→ **What you are asked to do**: Update the listing so that "one per line" becomes "each on its own line" wherever it occurs, and leave every other part unchanged.

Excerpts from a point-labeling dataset
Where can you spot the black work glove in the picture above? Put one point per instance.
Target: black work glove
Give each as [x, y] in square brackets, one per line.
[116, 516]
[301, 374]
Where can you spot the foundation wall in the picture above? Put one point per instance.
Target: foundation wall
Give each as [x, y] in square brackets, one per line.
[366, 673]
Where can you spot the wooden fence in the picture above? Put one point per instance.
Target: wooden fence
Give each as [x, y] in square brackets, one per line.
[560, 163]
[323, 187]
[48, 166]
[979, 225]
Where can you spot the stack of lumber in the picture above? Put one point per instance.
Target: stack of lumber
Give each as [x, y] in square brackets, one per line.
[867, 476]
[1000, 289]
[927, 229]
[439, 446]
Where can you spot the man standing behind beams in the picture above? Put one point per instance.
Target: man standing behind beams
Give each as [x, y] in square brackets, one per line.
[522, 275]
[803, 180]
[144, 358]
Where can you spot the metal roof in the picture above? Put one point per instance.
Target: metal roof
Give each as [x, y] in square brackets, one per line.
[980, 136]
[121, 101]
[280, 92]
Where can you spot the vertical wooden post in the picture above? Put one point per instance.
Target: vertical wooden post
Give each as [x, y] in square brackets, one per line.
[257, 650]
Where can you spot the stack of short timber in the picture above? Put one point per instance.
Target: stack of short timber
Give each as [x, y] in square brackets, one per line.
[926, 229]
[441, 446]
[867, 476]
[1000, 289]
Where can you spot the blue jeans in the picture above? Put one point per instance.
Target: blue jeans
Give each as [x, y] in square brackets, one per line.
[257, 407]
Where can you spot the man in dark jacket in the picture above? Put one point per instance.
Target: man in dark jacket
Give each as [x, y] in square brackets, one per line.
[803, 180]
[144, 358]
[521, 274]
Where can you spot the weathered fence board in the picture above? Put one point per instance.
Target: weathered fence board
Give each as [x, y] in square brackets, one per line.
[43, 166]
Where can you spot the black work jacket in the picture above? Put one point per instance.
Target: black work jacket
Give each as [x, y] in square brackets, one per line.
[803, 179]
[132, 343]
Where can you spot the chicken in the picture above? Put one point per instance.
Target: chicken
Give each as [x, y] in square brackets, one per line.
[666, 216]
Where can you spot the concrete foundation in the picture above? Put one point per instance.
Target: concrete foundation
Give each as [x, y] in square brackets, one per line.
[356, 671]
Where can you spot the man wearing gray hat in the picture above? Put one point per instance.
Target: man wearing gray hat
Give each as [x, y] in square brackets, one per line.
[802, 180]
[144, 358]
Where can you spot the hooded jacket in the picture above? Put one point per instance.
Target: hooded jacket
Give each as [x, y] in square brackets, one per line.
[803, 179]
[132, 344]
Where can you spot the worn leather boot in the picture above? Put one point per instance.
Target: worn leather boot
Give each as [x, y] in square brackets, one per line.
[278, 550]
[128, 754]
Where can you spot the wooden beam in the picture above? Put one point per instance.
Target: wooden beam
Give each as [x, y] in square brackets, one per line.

→ **Solution for this exercise**:
Where can you spot the black work glove in the picture above? Put one point per instance.
Target: black work glove
Give each as [x, y] in square brackets, each on its own line.
[116, 516]
[301, 374]
Where can you spot the foundation wall in the picture above? Put one point per instance.
Target: foundation wall
Give each as [x, y] in square brackets, each on its own line.
[366, 673]
Where can you spot the wooden fence in the picture above? Put one point per instance.
Target: wooden fence
Give each as [x, y] in square brackets, each on its own line.
[560, 163]
[323, 187]
[48, 166]
[979, 225]
Where can you spot the stack of lumber in the picture above? Put one point per instance.
Target: stack of lumber
Give each as [x, y] in square brackets, each on its own line.
[867, 476]
[1000, 289]
[927, 229]
[439, 446]
Where can you spot the man standing behind beams in the picture above? Put one point per instance.
Target: man standing behind beams
Give each as [x, y] in square brackets, each on its own line.
[522, 275]
[803, 180]
[144, 358]
Where can you spot the metal roof in the picture above? Put one point per instance.
Target: metal roof
Give each as [x, y] in square brackets, each on its own line.
[980, 136]
[121, 101]
[280, 92]
Where can you spot the vertical wooden post in the picture above? Put one point per instance.
Target: vertical wooden post
Give each as [x, y] in square brackets, each on its own line.
[257, 650]
Where can you spot the stack of short timber in the picture above? Put one point per instance.
Target: stack of short timber
Give each as [x, y] in square brackets, each on its own line.
[926, 229]
[441, 446]
[867, 476]
[1000, 289]
Where can you spot the blue jeans in the picture above? Put one point per instance.
Target: blue jeans
Give each as [x, y] in square brackets, each on its own line.
[257, 407]
Where can you spot the man in dark jacket in the picture above? Put one point per instance.
Target: man in dark jacket
Give each as [x, y] in square brackets, each on its own line.
[803, 180]
[144, 358]
[521, 274]
Where can you spot the weathered fence board in the picture above? Put one point per instance.
Target: weathered fence board
Give each as [x, y] in square brackets, each on its own line.
[43, 166]
Where can you spot the black work jacket in the picture above? Put one point per instance.
Target: black work jacket
Give each as [x, y] in square brackets, each on its own line.
[803, 179]
[132, 343]
Where can you spot the chicken in the picture above? Put one point per instance.
Target: chicken
Give each as [x, y] in square brackets, each on its own line.
[666, 216]
Where can you spot the concrete foundation in the picture above? Put one point per instance.
Target: concrete foundation
Give each as [x, y] in square brackets, each on its own line.
[356, 671]
Where can you spot the man wearing gray hat in the picture above? Put one point per instance.
Target: man wearing gray hat
Give each as [x, y] in square brackets, each on its own line.
[802, 180]
[144, 358]
Where can you spot the hooded jacket in the picture above? Put one point per instance.
Target: hooded jacket
Give each as [x, y] in square brackets, each on its own line.
[803, 179]
[132, 344]
Where can you spot the worn leather boot in the picture above? Put one point per instance.
Target: worn leather boot
Give each as [x, y] in square brackets, each on its own line.
[278, 550]
[128, 754]
Where can you spot the wooden beam in the picture above? Put one point per instance.
Target: wooden beam
Give each as [x, y] in square brackets, each on its own line.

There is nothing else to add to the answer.